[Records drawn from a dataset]
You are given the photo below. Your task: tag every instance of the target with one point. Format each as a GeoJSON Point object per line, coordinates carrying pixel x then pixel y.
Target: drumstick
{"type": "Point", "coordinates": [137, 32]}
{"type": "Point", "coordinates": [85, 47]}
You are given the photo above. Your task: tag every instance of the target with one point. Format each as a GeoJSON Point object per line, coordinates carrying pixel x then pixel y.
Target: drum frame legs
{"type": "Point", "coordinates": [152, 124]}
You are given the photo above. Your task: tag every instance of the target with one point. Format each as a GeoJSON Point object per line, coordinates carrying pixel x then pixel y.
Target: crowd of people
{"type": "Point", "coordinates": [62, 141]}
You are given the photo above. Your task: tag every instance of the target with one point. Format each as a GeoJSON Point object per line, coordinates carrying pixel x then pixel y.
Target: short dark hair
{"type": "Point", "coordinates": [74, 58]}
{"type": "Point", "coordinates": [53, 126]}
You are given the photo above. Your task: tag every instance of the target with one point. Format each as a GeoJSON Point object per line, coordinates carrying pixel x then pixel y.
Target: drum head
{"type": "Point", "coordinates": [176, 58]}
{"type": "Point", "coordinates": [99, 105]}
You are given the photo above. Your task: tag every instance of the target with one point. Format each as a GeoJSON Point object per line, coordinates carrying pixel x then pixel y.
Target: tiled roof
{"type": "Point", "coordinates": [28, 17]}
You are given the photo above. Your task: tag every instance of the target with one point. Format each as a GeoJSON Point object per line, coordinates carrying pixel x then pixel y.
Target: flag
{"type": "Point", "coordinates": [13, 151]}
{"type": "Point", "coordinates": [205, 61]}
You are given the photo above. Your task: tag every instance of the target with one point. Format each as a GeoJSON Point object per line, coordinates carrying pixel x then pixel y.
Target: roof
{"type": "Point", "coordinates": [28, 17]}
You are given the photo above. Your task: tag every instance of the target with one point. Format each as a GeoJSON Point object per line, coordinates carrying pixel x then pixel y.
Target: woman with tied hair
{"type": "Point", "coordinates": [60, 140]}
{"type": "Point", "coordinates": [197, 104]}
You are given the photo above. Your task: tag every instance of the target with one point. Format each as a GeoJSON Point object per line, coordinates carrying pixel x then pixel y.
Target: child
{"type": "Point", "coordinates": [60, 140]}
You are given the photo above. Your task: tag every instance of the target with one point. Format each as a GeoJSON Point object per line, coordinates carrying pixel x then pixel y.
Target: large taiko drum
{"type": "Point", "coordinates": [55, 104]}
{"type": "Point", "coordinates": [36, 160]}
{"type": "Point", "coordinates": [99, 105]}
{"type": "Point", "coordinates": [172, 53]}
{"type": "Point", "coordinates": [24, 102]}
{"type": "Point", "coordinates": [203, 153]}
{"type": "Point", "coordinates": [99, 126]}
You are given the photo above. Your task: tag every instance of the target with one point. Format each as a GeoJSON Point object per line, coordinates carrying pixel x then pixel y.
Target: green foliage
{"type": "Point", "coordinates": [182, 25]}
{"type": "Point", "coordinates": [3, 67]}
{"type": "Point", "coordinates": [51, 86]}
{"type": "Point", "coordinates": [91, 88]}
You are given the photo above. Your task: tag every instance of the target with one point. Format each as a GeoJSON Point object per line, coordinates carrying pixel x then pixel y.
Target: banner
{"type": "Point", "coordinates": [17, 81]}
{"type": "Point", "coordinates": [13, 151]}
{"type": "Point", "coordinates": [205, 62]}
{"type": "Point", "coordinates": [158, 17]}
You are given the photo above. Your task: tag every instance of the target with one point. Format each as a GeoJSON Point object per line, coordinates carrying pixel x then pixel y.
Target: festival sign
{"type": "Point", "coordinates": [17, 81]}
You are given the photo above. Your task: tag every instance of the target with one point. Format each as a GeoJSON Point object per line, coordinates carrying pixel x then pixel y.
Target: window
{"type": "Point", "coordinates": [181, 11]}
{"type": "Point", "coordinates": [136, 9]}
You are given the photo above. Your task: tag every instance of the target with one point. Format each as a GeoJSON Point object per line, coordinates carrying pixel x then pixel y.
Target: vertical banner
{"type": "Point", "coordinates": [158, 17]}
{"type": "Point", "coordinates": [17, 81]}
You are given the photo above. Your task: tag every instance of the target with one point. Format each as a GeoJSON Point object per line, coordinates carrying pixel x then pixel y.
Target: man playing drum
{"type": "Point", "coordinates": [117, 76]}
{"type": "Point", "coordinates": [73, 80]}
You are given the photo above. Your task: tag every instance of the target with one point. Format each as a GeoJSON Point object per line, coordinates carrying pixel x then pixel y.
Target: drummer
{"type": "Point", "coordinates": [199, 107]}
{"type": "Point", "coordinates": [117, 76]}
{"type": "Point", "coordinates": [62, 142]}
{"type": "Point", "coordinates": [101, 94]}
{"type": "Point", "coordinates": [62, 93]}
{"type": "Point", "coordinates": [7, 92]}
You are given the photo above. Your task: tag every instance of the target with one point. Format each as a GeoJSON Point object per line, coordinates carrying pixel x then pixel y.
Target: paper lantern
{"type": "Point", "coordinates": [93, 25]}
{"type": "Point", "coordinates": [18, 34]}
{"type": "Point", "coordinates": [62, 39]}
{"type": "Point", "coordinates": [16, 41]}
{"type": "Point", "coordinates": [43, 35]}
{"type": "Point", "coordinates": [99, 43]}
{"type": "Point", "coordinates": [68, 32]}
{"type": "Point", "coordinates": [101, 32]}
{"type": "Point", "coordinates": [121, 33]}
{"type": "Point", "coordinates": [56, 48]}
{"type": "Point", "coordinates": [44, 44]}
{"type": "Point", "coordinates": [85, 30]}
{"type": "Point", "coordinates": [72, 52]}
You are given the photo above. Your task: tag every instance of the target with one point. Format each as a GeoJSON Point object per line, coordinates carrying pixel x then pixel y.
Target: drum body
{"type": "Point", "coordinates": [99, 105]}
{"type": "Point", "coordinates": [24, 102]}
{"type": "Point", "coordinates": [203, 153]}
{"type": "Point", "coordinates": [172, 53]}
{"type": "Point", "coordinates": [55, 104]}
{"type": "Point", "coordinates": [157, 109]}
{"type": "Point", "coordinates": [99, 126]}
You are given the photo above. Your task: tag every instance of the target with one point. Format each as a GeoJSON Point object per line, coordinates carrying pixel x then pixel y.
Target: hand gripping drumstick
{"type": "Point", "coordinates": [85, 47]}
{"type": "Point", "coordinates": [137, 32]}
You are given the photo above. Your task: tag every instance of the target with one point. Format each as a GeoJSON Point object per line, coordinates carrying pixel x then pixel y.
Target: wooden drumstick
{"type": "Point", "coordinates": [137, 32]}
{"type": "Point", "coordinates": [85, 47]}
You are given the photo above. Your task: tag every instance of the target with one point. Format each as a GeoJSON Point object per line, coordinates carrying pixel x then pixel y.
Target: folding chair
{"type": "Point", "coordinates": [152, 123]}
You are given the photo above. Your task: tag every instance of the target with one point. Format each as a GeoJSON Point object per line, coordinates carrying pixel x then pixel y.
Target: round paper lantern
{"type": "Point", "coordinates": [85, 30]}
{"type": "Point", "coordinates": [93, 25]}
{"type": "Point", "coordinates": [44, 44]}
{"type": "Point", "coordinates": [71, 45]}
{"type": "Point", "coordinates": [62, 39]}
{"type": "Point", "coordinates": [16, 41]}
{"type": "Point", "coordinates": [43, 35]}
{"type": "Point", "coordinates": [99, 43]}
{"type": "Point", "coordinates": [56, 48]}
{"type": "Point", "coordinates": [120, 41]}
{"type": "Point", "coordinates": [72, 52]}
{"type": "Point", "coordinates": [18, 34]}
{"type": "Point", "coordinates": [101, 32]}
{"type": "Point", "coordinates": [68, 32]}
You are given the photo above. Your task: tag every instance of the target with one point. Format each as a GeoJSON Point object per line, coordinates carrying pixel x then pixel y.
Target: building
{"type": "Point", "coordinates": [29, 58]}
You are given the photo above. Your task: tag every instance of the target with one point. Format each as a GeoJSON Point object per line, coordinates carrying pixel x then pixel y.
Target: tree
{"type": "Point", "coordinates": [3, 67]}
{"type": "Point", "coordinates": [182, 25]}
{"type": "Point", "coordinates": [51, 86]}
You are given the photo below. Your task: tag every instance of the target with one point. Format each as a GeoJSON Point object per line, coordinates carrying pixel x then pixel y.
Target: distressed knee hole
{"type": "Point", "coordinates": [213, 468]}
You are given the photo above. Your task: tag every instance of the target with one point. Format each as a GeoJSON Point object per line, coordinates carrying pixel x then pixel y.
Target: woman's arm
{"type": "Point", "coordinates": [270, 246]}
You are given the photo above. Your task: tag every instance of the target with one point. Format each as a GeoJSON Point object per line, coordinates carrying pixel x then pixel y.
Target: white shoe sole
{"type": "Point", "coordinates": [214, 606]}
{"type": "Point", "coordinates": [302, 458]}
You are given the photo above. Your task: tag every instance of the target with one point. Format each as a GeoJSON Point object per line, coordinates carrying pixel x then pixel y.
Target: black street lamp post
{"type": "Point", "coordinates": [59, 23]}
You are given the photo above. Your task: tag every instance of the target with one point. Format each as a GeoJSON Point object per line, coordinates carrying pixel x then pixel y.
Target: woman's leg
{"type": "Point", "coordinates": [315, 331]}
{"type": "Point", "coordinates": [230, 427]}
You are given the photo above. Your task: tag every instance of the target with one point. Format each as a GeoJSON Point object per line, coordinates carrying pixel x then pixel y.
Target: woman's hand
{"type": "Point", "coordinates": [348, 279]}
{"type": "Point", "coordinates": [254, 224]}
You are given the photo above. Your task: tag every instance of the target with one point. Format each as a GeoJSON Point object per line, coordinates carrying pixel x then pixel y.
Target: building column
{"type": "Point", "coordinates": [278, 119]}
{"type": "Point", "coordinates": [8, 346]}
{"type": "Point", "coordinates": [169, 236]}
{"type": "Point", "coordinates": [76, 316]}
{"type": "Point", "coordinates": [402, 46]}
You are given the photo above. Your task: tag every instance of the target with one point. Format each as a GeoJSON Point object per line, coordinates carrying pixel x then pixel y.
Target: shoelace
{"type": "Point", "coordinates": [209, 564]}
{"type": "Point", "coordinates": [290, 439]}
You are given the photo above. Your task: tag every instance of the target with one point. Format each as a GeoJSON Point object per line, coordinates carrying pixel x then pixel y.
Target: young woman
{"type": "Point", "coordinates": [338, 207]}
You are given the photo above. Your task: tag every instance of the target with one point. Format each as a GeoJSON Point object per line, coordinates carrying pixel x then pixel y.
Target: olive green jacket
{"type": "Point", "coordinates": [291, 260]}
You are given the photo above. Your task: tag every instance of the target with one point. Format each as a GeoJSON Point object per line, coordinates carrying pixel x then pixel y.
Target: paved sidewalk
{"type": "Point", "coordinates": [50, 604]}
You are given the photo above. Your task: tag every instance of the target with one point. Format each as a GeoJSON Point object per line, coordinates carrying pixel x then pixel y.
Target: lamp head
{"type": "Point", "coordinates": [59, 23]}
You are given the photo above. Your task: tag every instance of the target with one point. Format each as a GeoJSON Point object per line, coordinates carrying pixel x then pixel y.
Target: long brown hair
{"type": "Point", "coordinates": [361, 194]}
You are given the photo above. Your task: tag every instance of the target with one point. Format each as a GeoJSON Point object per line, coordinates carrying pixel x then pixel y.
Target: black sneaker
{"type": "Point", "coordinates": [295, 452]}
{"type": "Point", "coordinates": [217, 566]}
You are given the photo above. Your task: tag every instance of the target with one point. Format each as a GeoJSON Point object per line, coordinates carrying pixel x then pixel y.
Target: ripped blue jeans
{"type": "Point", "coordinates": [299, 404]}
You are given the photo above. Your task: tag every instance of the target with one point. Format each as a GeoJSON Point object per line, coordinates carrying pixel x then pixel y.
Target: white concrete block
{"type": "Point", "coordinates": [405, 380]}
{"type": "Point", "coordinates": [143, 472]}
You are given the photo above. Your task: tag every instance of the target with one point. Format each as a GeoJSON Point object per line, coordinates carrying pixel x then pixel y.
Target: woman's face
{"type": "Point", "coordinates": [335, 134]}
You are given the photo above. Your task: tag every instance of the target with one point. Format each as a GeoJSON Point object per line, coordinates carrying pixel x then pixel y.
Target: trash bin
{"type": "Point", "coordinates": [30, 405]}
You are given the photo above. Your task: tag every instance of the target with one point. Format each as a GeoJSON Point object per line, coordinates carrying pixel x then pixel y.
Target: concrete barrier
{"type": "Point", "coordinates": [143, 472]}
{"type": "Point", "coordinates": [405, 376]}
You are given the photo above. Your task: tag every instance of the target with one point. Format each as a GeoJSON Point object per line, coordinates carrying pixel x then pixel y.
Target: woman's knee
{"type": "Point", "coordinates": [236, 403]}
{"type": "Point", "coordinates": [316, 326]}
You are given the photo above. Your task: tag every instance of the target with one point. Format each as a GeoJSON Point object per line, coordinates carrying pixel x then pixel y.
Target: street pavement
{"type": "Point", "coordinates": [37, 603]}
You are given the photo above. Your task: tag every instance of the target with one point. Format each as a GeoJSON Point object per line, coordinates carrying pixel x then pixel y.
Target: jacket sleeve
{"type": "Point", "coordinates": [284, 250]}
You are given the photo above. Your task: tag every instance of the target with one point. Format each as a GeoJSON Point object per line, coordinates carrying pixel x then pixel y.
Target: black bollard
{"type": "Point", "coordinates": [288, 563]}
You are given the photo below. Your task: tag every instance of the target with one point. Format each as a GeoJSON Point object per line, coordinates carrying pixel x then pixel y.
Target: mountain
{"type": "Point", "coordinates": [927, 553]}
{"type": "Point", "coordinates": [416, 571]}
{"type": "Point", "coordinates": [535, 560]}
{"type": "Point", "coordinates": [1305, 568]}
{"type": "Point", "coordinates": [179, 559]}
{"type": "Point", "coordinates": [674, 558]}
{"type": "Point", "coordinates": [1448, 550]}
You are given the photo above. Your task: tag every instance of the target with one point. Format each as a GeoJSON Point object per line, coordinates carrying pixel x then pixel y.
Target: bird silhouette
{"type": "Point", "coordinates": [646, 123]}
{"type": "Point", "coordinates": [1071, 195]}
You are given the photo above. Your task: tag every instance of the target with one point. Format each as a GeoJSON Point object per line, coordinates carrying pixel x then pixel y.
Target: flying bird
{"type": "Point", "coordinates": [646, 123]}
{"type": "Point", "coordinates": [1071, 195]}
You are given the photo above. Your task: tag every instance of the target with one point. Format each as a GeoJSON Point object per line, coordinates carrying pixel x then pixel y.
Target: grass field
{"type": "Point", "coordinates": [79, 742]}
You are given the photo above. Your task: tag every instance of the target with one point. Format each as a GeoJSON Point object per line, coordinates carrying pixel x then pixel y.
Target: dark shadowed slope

__WORK INSTRUCTIONS__
Could you print the lines of the records above from the one containing "Target: mountain" through the last, exactly and with no additions?

__ANSWER__
Target: mountain
{"type": "Point", "coordinates": [927, 553]}
{"type": "Point", "coordinates": [416, 571]}
{"type": "Point", "coordinates": [535, 560]}
{"type": "Point", "coordinates": [1305, 568]}
{"type": "Point", "coordinates": [179, 559]}
{"type": "Point", "coordinates": [674, 558]}
{"type": "Point", "coordinates": [1448, 550]}
You are given the photo above. Your task: tag every instance of the target with one point. Format each as a GeoJSON Point object per line, coordinates carrying pixel x then pixel y.
Target: bird silhouette
{"type": "Point", "coordinates": [646, 123]}
{"type": "Point", "coordinates": [1071, 195]}
You are given the photo above. Your task: tag every instance of the target with one point. Format each as a GeoJSON Point object per line, coordinates carrying pixel x then pixel y.
Target: flying bird
{"type": "Point", "coordinates": [646, 123]}
{"type": "Point", "coordinates": [1071, 195]}
You are given the photo above. Your task: tag every instance of the target with one point. Format each as a GeoJSON Point object per line, coordinates carrying pixel x then pixel y.
Target: grass field
{"type": "Point", "coordinates": [79, 742]}
You are given the photo above. Your task: tag every instance of the target with one point. Format each as a GeoJSON Point object per line, coordinates carrying pixel x then pixel y.
Target: dark shadowed slope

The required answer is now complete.